### Task instructions:
Copy the records from the line containing "I see a UI above. Could you identify the metal" through the end of the records, keeping every request. Shift each bounding box coordinate in the answers by adding 87.

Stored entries
——————
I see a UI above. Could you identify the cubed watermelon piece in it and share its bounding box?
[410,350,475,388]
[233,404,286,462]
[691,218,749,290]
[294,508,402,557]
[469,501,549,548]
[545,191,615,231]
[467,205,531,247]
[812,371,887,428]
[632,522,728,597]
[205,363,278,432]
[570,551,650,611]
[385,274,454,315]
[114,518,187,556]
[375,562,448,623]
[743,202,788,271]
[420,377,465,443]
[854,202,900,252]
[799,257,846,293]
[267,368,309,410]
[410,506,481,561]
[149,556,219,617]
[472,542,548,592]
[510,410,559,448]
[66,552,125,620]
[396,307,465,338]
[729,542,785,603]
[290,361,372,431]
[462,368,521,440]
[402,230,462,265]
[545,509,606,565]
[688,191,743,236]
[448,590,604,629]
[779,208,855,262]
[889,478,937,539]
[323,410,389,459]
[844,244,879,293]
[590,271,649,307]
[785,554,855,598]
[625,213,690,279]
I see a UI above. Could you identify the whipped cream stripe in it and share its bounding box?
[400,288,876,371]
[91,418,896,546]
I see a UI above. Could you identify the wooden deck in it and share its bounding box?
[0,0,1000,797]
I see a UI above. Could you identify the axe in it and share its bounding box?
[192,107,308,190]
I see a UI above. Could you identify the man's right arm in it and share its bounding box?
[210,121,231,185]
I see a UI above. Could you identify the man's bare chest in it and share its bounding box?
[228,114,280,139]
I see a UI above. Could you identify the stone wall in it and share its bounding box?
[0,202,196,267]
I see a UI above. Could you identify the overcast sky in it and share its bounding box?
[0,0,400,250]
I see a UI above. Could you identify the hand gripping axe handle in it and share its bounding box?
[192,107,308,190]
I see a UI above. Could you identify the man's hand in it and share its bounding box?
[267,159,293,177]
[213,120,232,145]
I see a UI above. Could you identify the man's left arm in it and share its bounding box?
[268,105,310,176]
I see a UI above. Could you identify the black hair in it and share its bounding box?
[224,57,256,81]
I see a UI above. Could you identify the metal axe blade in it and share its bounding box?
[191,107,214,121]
——————
### Correct result:
I see a UI above. Could you identify the metal axe blade in it and share its bounding box?
[278,194,301,208]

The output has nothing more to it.